»»

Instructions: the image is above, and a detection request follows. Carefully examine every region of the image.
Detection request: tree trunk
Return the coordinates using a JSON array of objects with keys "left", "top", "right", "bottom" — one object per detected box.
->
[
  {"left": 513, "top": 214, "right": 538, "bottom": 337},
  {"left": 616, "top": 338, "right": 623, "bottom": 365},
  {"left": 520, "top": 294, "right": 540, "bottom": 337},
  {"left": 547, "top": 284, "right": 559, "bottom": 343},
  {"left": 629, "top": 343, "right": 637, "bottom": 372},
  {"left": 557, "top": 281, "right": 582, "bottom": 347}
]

««

Everything from the line with "Detection request: tree trunk" to the last line of the entries is to be written out exactly; omit all earlier lines.

**Result for this task**
Detection request: tree trunk
Return the coordinates using a JSON array of objects with keys "left", "top", "right", "bottom" — one object per detected box.
->
[
  {"left": 513, "top": 214, "right": 538, "bottom": 337},
  {"left": 616, "top": 338, "right": 623, "bottom": 365},
  {"left": 520, "top": 294, "right": 540, "bottom": 337},
  {"left": 547, "top": 284, "right": 559, "bottom": 343},
  {"left": 629, "top": 343, "right": 637, "bottom": 372},
  {"left": 557, "top": 281, "right": 582, "bottom": 347}
]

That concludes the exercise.